# Extracted records
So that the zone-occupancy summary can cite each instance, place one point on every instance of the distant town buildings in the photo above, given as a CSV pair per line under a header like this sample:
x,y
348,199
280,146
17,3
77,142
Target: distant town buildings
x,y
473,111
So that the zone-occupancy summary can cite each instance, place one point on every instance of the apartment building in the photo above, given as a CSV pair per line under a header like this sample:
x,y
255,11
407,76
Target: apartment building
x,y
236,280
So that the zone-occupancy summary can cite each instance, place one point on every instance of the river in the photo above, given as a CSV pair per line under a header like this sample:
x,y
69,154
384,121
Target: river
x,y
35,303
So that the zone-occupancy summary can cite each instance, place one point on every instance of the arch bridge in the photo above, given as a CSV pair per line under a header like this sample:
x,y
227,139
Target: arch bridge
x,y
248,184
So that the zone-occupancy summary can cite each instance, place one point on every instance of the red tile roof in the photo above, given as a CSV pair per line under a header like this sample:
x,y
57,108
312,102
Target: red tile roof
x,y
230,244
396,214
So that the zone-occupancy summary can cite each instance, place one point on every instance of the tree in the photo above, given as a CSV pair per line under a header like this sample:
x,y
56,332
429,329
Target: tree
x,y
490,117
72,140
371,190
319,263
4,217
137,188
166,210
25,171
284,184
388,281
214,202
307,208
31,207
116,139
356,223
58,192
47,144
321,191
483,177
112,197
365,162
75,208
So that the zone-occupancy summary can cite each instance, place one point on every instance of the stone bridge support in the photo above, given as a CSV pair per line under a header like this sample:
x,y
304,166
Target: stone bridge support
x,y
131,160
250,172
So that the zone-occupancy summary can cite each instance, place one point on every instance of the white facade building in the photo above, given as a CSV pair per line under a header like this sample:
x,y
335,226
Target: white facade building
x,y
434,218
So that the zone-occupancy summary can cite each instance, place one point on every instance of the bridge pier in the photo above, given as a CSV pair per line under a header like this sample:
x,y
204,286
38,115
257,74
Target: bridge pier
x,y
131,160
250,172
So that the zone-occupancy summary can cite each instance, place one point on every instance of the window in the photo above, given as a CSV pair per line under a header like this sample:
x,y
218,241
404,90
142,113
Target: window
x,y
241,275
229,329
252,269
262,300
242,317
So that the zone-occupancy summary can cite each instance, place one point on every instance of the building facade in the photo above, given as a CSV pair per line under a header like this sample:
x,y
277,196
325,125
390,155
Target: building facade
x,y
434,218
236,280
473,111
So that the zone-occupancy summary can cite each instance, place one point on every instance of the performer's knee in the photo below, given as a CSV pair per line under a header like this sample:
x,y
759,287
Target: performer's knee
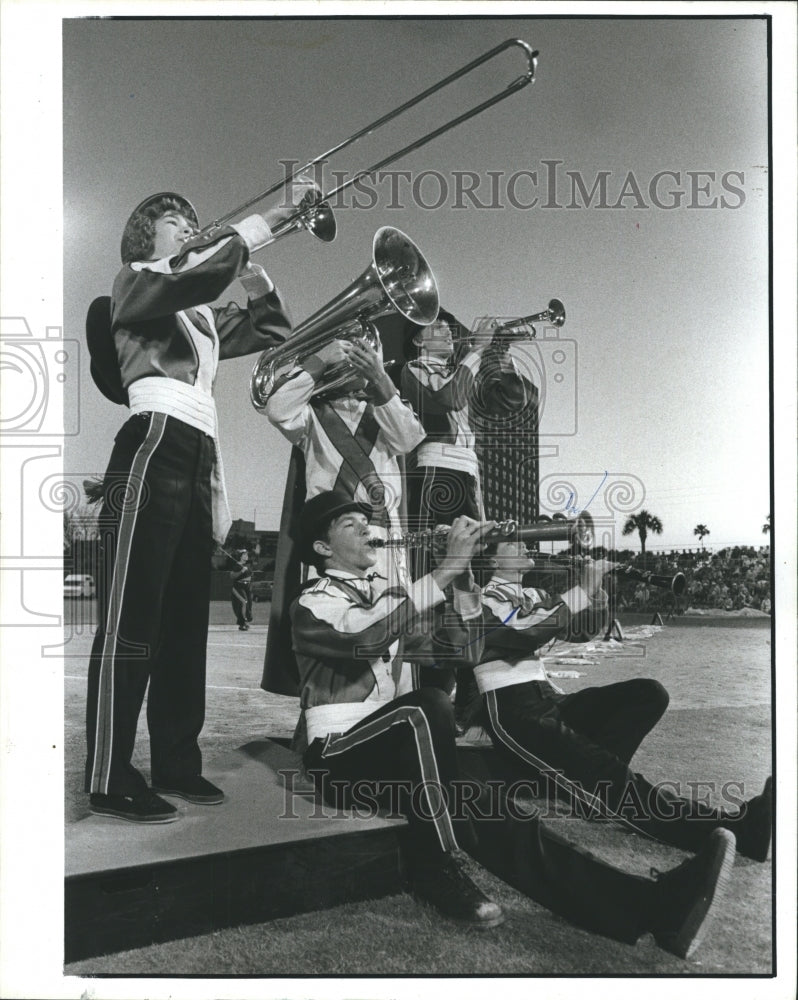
x,y
437,707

# Exercise details
From the first line to the last, set down the data exactly, without the pictures.

# Task output
So that the zone-occupancy summary can cite each instance, place one point on every instance of the distant town buildings in the photo above, given as a CSV pair per line under a header like this sample:
x,y
348,199
280,146
17,3
77,142
Target: distant town buildings
x,y
473,111
So that the zone-occupancy summary can cite each instance, place one point on every instance of the apartment building in the photo above, given as a CSV pair per line under a header like this sample:
x,y
255,11
407,76
Target: apartment building
x,y
236,280
So that the zone-occupancy summary can cite each instance, place one point on every instance of the river in the photo above, given as a CSV pair per line under a header like this sample:
x,y
69,154
384,121
Target: river
x,y
35,303
So that the zone-occupancy summary can cite each instance, place one point on every instance of the arch bridge in the photo above, given as a CSV pair per line under a header like this sample:
x,y
227,139
Target: arch bridge
x,y
248,184
So that the zone-occupancy summary can cite each instance, place one point on every instance of the red tile roof in the photo above, given as a CSV pair per line under a header like this sample:
x,y
57,108
312,102
Target: red tile roof
x,y
230,244
396,214
So that the zone-occupancy summary can cite each instance, place one point on every instance of the tree in the photo above, given as a CSV pair per line under a header like this sample:
x,y
56,332
429,329
Target: tree
x,y
490,117
72,140
371,190
319,263
4,217
137,188
166,210
25,171
284,184
388,281
214,202
307,208
31,207
116,139
356,223
58,192
47,144
321,191
483,177
112,197
365,162
75,208
So that the zone-occupancy summary can cite each instance, place one point on every instance of the stone bridge support in the photo above, given as a CSV pair per line under a header like this sample:
x,y
304,166
Target: stone bridge support
x,y
131,160
250,172
So that the zone-occupancy summary can cite each instance, place one point on every instance of the white facade building in the photo above, given as a CSV pair per line under a header like this sample:
x,y
335,226
Target: white facade building
x,y
434,218
So that the zone-occupancy summary can cite each instance, place one point on every instance of the bridge pier in the photo above, given as a CSV pair per line under a header like this sample:
x,y
204,286
38,115
257,74
Target: bridge pier
x,y
131,160
250,172
So that the zone-occupancy summary can cite each instance, place one point on every instance of the window in the photo above, given as a CSV pair per line under a header like this sample:
x,y
218,241
404,90
142,113
Target: window
x,y
241,275
229,329
252,269
262,300
242,317
So that the zone-occupancy summary can cite each instance, place one point on every instance of the building facade in the photo above, given as a CSV pair per line under a header like this sample:
x,y
277,196
325,125
390,155
Target: building facade
x,y
434,218
236,280
473,111
So that the zone-occupancy summary can cite each instance, place one point on every instance of the performer's knee in the photo below, given as a CSV pair per line under a header like this sample:
x,y
759,287
Target: performer's knee
x,y
437,707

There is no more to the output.